- 本文
========
図4a〜4cに別の例を示す。これにおいて、ブレードが弾性部分16を有し、これらの弾性部分16は、実質的にブレードの全長にわたって延在し、かつ、それらの端8で剛性部分18に接続されており、この剛性部分18は、端8からピボット軸Zまで延在する。弾性部分は、剛性部分の壁よりも薄い壁を有する。
【0043】
構造ブレードの回転方向(方向T)における弾性は、剛性部分18の長さ、弾性部分16の長さをそれぞれ変えることによって、また、軸方向で積み重ねられる半径方向の延伸部分の数、溝の数をそれぞれ変えることによって、それぞれ制御することができる。このことによって、同様に、質量の分布を制御することが可能になり、最終的には、ばね定数だけでなく、共振振動数も同様に制御することができる。特に、一次の弾性系のものについてである。
========
- 入力データ
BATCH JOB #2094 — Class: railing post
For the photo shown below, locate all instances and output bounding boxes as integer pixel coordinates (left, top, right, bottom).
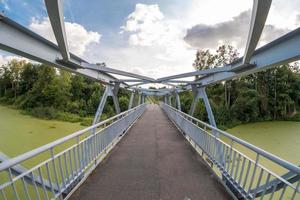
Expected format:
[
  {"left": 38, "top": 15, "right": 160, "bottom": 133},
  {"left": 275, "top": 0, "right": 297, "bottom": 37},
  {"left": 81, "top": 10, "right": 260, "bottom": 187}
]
[
  {"left": 128, "top": 91, "right": 135, "bottom": 110},
  {"left": 112, "top": 82, "right": 121, "bottom": 114},
  {"left": 175, "top": 90, "right": 181, "bottom": 111}
]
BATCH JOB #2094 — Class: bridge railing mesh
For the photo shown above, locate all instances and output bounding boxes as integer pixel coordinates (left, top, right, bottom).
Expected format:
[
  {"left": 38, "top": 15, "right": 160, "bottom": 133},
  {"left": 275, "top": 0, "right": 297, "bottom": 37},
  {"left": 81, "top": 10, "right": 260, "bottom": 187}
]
[
  {"left": 161, "top": 103, "right": 300, "bottom": 200},
  {"left": 0, "top": 104, "right": 146, "bottom": 200}
]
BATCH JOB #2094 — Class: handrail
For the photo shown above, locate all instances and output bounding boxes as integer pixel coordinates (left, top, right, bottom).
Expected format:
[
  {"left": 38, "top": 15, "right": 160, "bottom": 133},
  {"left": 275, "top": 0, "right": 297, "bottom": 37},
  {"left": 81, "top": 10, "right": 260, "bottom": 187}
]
[
  {"left": 0, "top": 104, "right": 144, "bottom": 172},
  {"left": 164, "top": 104, "right": 300, "bottom": 174},
  {"left": 161, "top": 103, "right": 300, "bottom": 199}
]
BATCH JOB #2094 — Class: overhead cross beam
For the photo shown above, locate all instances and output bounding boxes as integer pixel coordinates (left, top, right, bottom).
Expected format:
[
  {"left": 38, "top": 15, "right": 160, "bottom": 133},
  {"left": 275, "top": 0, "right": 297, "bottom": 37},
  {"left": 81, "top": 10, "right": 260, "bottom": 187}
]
[
  {"left": 0, "top": 15, "right": 127, "bottom": 87},
  {"left": 45, "top": 0, "right": 154, "bottom": 81},
  {"left": 45, "top": 0, "right": 70, "bottom": 61},
  {"left": 243, "top": 0, "right": 272, "bottom": 64},
  {"left": 82, "top": 63, "right": 155, "bottom": 81},
  {"left": 195, "top": 28, "right": 300, "bottom": 85}
]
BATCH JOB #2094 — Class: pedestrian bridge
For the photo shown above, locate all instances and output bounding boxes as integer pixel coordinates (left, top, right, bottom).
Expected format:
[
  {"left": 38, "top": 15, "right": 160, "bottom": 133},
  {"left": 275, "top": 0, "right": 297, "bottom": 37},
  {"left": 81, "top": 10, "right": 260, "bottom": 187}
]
[
  {"left": 0, "top": 103, "right": 300, "bottom": 200},
  {"left": 0, "top": 0, "right": 300, "bottom": 200}
]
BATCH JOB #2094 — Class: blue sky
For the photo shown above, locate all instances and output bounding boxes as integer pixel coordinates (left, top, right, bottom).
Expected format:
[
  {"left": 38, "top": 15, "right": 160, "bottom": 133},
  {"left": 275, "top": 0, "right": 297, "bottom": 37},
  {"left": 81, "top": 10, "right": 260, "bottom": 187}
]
[{"left": 0, "top": 0, "right": 300, "bottom": 77}]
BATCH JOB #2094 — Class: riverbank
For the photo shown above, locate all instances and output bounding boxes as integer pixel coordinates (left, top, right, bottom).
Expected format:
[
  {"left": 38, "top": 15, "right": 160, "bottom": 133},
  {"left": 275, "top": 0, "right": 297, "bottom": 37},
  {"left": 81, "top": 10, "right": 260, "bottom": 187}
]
[
  {"left": 226, "top": 121, "right": 300, "bottom": 165},
  {"left": 0, "top": 105, "right": 84, "bottom": 157}
]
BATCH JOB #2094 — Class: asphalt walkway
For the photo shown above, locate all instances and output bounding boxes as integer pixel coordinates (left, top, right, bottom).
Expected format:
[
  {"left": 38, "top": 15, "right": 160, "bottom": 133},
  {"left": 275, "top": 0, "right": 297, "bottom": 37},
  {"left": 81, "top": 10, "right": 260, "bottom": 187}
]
[{"left": 71, "top": 105, "right": 231, "bottom": 200}]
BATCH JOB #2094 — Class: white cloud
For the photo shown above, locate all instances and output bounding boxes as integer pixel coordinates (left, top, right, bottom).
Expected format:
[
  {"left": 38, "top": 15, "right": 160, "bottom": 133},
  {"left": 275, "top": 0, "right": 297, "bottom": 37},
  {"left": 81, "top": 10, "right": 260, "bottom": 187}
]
[
  {"left": 0, "top": 0, "right": 10, "bottom": 11},
  {"left": 184, "top": 10, "right": 290, "bottom": 52},
  {"left": 29, "top": 18, "right": 101, "bottom": 56},
  {"left": 114, "top": 4, "right": 195, "bottom": 77}
]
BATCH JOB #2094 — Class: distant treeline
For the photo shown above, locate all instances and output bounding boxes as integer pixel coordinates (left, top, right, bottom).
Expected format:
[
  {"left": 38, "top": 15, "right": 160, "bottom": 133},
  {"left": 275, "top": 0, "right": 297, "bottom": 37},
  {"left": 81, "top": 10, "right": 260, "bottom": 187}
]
[
  {"left": 176, "top": 45, "right": 300, "bottom": 129},
  {"left": 0, "top": 45, "right": 300, "bottom": 129},
  {"left": 0, "top": 60, "right": 129, "bottom": 125}
]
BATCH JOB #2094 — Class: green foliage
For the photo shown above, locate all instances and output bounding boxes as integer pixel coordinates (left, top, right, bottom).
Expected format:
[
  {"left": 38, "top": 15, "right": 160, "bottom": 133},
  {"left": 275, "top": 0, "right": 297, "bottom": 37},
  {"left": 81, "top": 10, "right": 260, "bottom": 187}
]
[
  {"left": 0, "top": 60, "right": 129, "bottom": 123},
  {"left": 180, "top": 45, "right": 300, "bottom": 129}
]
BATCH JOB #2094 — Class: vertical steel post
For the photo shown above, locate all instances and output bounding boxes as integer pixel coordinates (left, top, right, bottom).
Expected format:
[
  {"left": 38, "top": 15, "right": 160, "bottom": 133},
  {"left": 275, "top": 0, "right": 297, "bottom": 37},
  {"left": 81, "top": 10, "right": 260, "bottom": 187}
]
[
  {"left": 189, "top": 85, "right": 200, "bottom": 116},
  {"left": 93, "top": 85, "right": 111, "bottom": 125},
  {"left": 128, "top": 91, "right": 135, "bottom": 110},
  {"left": 198, "top": 87, "right": 217, "bottom": 127},
  {"left": 138, "top": 94, "right": 142, "bottom": 105},
  {"left": 189, "top": 85, "right": 217, "bottom": 127},
  {"left": 175, "top": 91, "right": 181, "bottom": 111},
  {"left": 112, "top": 82, "right": 121, "bottom": 114},
  {"left": 93, "top": 83, "right": 121, "bottom": 124}
]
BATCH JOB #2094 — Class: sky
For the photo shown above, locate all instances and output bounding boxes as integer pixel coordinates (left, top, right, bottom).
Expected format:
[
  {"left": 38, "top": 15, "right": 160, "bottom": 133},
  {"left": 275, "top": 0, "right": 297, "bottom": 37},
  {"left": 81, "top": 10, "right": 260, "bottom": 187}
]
[{"left": 0, "top": 0, "right": 300, "bottom": 78}]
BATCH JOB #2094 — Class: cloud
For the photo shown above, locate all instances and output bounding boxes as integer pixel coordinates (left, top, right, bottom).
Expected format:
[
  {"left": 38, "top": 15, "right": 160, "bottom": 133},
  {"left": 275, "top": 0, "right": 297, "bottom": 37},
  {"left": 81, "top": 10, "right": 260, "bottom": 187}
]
[
  {"left": 121, "top": 4, "right": 195, "bottom": 68},
  {"left": 184, "top": 10, "right": 289, "bottom": 51},
  {"left": 0, "top": 0, "right": 10, "bottom": 11},
  {"left": 29, "top": 18, "right": 101, "bottom": 56}
]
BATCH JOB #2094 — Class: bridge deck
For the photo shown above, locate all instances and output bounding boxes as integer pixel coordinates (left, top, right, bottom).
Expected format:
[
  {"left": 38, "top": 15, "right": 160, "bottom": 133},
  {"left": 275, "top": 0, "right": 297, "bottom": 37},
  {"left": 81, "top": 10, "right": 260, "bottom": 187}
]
[{"left": 71, "top": 105, "right": 231, "bottom": 200}]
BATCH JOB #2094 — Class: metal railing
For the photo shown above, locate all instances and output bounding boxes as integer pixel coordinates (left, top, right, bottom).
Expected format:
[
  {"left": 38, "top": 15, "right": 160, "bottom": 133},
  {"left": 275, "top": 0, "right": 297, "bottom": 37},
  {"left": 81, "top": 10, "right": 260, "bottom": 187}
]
[
  {"left": 161, "top": 103, "right": 300, "bottom": 200},
  {"left": 0, "top": 104, "right": 146, "bottom": 200}
]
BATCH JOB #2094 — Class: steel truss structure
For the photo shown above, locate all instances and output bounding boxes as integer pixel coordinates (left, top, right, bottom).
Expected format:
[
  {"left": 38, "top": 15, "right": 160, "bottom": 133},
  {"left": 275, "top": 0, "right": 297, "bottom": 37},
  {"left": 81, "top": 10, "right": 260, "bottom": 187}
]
[{"left": 0, "top": 0, "right": 300, "bottom": 197}]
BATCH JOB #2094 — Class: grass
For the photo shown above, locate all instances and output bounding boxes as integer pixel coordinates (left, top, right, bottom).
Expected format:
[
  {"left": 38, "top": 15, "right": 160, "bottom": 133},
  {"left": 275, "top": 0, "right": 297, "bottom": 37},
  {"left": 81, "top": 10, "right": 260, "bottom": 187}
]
[{"left": 0, "top": 106, "right": 84, "bottom": 157}]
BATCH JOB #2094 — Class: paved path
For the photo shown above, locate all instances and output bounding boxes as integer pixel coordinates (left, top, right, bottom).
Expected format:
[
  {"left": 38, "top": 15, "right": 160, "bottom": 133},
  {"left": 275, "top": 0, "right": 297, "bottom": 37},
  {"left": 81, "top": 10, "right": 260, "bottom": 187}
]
[{"left": 71, "top": 105, "right": 231, "bottom": 200}]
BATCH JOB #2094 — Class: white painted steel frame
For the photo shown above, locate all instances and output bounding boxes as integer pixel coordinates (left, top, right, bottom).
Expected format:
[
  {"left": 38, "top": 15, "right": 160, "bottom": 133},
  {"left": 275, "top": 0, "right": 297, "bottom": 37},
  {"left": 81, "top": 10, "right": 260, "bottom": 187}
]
[
  {"left": 161, "top": 103, "right": 300, "bottom": 200},
  {"left": 0, "top": 104, "right": 146, "bottom": 200}
]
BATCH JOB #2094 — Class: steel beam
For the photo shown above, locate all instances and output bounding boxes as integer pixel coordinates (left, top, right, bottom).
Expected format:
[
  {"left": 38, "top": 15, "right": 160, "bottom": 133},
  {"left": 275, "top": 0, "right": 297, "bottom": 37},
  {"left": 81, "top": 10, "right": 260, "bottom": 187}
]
[
  {"left": 93, "top": 84, "right": 120, "bottom": 125},
  {"left": 112, "top": 83, "right": 121, "bottom": 114},
  {"left": 195, "top": 28, "right": 300, "bottom": 86},
  {"left": 82, "top": 63, "right": 155, "bottom": 82},
  {"left": 128, "top": 91, "right": 135, "bottom": 110},
  {"left": 119, "top": 79, "right": 144, "bottom": 83},
  {"left": 243, "top": 0, "right": 272, "bottom": 64},
  {"left": 45, "top": 0, "right": 70, "bottom": 60},
  {"left": 175, "top": 91, "right": 181, "bottom": 111},
  {"left": 0, "top": 16, "right": 127, "bottom": 87},
  {"left": 93, "top": 86, "right": 112, "bottom": 125},
  {"left": 157, "top": 67, "right": 230, "bottom": 83},
  {"left": 189, "top": 85, "right": 217, "bottom": 127}
]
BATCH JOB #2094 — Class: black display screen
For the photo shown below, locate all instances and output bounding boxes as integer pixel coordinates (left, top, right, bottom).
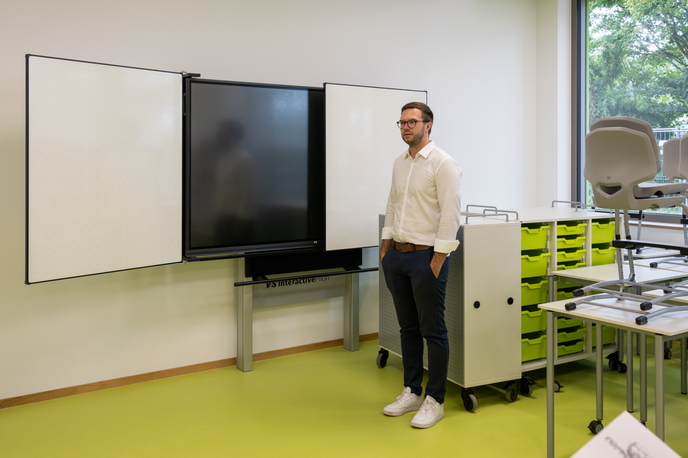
========
- 課題 A
次の(i)〜(iii)は本文の内容と合っていますか。それぞれ「はい」か「いいえ」で答え、判断の決め手となる本文の語句をそのまま引用してください。
(i) 弾性部分は、剛性部分の壁よりも厚い壁を有する。
(ii) 剛性部分18は、端8からピボット軸Zまで延在する。
(iii) 長さや延伸部分の数などを変えることで、質量の分布も制御できるようになる。
- 課題 B
エントリのうち、「BATCH JOB #2094 — Class: black display screen」を含む行から書き始め、エントリの最後まで一字一句そのまま書き写してください。最初の行も含め、画像は答えに入れないでください。

- 解答 A
(i) いいえ。「弾性部分は、剛性部分の壁よりも薄い壁を有する。」
(ii) はい。「この剛性部分18は、端8からピボット軸Zまで延在する。」
(iii) はい。「このことによって、同様に、質量の分布を制御することが可能になり」

- 解答 B
BATCH JOB #2094 — Class: black display screen
For the photo shown below, locate all instances and output bounding boxes as integer pixel coordinates (left, top, right, bottom).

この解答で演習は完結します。